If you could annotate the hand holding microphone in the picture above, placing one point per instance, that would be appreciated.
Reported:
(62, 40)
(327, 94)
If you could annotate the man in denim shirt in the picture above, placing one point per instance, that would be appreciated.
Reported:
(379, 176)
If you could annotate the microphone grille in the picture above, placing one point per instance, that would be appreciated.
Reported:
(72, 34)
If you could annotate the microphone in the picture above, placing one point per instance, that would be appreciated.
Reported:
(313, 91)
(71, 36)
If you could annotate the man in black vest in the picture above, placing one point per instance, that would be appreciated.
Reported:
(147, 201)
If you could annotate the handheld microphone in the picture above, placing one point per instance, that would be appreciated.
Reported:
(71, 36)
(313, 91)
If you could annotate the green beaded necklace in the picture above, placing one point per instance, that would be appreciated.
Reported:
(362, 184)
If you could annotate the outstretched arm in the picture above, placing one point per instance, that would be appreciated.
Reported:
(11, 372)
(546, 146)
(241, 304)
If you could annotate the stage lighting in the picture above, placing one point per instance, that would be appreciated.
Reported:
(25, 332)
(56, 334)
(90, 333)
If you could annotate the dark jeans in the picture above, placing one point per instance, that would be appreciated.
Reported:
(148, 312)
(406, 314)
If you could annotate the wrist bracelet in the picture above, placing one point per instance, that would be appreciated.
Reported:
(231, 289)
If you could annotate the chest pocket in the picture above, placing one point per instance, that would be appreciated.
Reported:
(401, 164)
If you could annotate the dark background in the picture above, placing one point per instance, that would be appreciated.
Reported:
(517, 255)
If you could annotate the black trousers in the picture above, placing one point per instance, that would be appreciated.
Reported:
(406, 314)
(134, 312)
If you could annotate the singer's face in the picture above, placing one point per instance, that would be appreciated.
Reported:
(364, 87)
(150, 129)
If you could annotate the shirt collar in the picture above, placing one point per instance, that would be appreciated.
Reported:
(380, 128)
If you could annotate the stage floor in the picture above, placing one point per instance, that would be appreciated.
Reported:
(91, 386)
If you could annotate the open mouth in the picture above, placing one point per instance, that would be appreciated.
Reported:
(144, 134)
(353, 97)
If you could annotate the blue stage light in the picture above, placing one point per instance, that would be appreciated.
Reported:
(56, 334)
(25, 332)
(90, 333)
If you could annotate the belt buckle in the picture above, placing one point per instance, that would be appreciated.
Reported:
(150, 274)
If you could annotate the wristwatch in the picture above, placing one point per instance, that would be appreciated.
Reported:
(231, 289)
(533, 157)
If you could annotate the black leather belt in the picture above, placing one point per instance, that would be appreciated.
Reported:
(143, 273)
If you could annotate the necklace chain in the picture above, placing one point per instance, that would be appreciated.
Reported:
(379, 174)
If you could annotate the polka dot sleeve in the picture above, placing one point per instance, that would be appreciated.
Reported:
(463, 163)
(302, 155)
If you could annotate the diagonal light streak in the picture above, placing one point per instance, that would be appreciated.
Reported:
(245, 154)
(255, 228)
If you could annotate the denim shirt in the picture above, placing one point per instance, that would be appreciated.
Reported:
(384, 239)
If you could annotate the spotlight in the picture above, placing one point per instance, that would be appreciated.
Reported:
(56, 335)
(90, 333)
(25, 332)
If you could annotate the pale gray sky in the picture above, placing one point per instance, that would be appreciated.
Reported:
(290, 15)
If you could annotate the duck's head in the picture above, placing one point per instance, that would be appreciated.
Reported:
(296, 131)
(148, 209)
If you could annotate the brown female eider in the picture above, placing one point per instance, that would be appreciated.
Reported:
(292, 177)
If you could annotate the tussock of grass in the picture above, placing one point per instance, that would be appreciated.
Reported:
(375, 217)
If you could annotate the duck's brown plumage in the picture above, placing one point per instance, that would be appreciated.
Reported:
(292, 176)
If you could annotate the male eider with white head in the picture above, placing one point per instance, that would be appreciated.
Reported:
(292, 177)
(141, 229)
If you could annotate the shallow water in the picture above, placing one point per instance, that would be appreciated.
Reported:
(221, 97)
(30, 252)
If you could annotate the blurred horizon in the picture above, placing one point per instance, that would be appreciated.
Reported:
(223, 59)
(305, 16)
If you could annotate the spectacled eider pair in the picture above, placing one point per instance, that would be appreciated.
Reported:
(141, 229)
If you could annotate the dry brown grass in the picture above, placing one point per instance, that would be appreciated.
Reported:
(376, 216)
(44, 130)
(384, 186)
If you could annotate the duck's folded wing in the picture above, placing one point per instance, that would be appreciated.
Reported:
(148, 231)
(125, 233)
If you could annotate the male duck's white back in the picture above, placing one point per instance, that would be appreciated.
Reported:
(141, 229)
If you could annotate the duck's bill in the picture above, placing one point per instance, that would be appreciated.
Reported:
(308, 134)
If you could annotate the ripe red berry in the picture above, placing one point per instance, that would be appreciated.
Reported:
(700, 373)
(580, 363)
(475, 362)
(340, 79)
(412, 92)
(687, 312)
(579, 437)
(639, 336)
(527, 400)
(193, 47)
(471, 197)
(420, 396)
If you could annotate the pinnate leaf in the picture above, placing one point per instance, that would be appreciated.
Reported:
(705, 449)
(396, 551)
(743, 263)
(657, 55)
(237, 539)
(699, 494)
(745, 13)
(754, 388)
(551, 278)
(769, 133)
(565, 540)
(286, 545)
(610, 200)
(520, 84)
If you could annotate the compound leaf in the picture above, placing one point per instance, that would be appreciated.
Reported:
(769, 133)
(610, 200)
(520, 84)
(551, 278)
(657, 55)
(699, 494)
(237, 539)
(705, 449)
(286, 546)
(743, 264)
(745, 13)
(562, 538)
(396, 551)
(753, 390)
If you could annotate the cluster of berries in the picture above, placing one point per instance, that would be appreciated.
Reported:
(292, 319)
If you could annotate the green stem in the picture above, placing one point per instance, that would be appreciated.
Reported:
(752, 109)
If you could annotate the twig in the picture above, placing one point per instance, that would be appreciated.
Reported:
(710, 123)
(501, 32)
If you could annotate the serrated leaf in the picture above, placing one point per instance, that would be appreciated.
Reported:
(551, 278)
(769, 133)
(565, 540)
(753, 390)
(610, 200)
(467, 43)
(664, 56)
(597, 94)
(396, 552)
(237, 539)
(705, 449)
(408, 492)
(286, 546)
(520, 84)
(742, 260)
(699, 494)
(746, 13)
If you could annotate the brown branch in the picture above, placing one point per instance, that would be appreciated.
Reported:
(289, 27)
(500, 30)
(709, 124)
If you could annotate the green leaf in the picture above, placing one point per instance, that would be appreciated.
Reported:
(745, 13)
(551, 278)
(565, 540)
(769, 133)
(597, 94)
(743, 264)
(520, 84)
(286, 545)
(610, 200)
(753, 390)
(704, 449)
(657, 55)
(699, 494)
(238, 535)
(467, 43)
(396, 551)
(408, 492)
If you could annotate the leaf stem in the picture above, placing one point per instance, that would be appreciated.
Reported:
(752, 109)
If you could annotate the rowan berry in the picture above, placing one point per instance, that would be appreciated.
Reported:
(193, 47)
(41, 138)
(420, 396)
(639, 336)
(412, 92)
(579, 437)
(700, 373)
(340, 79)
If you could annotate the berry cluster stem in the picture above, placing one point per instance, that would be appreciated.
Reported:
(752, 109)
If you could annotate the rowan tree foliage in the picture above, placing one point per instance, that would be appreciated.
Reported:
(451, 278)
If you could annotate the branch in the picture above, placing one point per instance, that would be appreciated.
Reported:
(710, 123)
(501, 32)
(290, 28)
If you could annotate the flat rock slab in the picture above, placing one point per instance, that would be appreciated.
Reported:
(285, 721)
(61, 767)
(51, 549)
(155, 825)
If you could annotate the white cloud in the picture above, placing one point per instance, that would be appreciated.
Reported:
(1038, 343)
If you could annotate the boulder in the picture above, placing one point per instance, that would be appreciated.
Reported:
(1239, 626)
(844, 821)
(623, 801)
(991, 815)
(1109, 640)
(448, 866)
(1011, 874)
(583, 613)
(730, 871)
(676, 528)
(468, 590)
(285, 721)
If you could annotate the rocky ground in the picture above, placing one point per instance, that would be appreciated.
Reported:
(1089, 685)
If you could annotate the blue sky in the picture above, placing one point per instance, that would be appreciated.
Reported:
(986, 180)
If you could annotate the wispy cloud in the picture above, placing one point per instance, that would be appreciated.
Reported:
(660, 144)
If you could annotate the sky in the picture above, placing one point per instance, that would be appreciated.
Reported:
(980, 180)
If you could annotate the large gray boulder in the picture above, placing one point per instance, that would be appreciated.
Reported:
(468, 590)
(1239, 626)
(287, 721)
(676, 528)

» **THE PROBLEM**
Which lines should be output? Exactly those from the first line of the data through the line containing "If you could annotate the man in denim", inclusive.

» **RESPONSE TO THIS TASK**
If you could annotate the hand holding microphone in the picture above, placing one point per instance, that would be appreciated.
Reported:
(62, 40)
(327, 94)
If you could annotate the man in denim shirt in the picture above, placing one point per instance, that would be appreciated.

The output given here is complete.